--- EXCERPT TO READ ---
※

Log structured vs Page oriented storage

August 04, 2025

Recently I have learned a lot about how data is actually stored within databases, it all boils down to two fundamental concepts,

  • Log structured storage engines (LSM trees)

  • Page oriented storage engines (B+ trees)

Let's start from the most basic kind of data store that we all know and love hash maps aka key-value pairs.

echo "key=value" > file.txt

# get a value from the file
value=$(cat file.txt | grep "key=" | cut -d "=" -f 2)

This is the simplest form of a storage engine, inserts are O(1) you keep appending to the EOF. lookups are O(n) you have to scan the entire file, for the latest value of a key. The problem with this approach is that it is not scalable, you cannot distribute the contents across multiple machines, you cannot perform range quries for example all keys between k1 and k5.

Log structured storage engines (LSM trees)

Append-Only Writes

Log-structured storage engines all follow the same principle:

Data is never updated in place. Instead, all writes are appended sequentially to disk. This makes writes fast and crash-safe because sequential I/O is much more efficient than random writes.

SSTables (Sorted String Tables)

The core building block on disk is the SSTable, an SSTable is a sorted sequence of key–value pairs.

  • Immutable once written
  • Typically fixed in size — when one fills up, a new SSTable is created
  • Over time, many SSTables accumulate on disk.

Compaction

Since multiple SSTables may contain different versions of the same key (or deleted keys), they need periodic cleanup. This cleanup process is called compaction, which:

  • Merges multiple SSTables into a new one
  • Removes overwritten or deleted entries
  • Reduces read amplification by producing fewer, larger SSTables

LSM Trees (Log-Structured Merge Trees)

A common type of log-structured storage engine is the LSM Tree.

MemTable (in memory):

A sorted, in-memory buffer (often a red-black tree or skip list) which holds recent writes. Once it reaches a size threshold, it is flushed to disk as a new SSTable. Since the MemTable is a tree, it maintains keys in sorted order, making the flush → SSTable process efficient.

Performance Characteristics

Writes:

LSM trees excel at write-heavy workloads. New data is written to the MemTable and WAL first, making writes fast and sequential.

Reads:

Reads are more complex, The read path looks like this:

  • Check the MemTable.
  • If not found, check recent SSTables.
  • Fall back to older SSTables if needed.

This can be slow because multiple SSTables may need to be searched.

Optimizations:

To improve reads, LSM engines use Bloom filters to skip SSTables that don’t contain the key. Bloom filters are basically an extra attribute that is stored in a SSTable which tells us which key ranges are prsent in this SSTable.

Summary

Log-structured storage engines trade read complexity for write efficiency. They are great for workloads where write throughput and crash safety are more important than ultra-fast reads, such as time-series databases, analytics pipelines, and distributed NoSQL systems.

※

--- TO-DO LIST ---
(a) According to the storage article, what structures are often used for the in-memory MemTable?
(b) List every example of a workload that the storage article says is well served by log-structured storage engines.
(c) Set down word for word the passage of the storage article starting at "Since multiple SSTables" and ending at "SSTable process efficient.".

--- SOURCE EXCERPT ---
※

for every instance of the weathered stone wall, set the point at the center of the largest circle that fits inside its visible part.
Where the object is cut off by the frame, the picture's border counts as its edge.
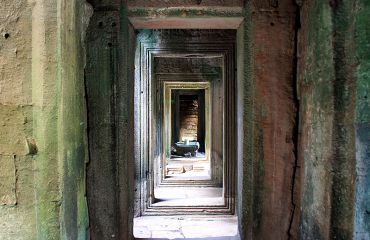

※

--- WORKED ANSWERS ---
(a) A red-black tree or a skip list.

(b)
- Time-series databases
- Analytics pipelines
- Distributed NoSQL systems

(c)
Since multiple SSTables may contain different versions of the same key (or deleted keys), they need periodic cleanup. This cleanup process is called compaction, which:

  • Merges multiple SSTables into a new one
  • Removes overwritten or deleted entries
  • Reduces read amplification by producing fewer, larger SSTables

LSM Trees (Log-Structured Merge Trees)

A common type of log-structured storage engine is the LSM Tree.

MemTable (in memory):

A sorted, in-memory buffer (often a red-black tree or skip list) which holds recent writes. Once it reaches a size threshold, it is flushed to disk as a new SSTable. Since the MemTable is a tree, it maintains keys in sorted order, making the flush → SSTable process efficient.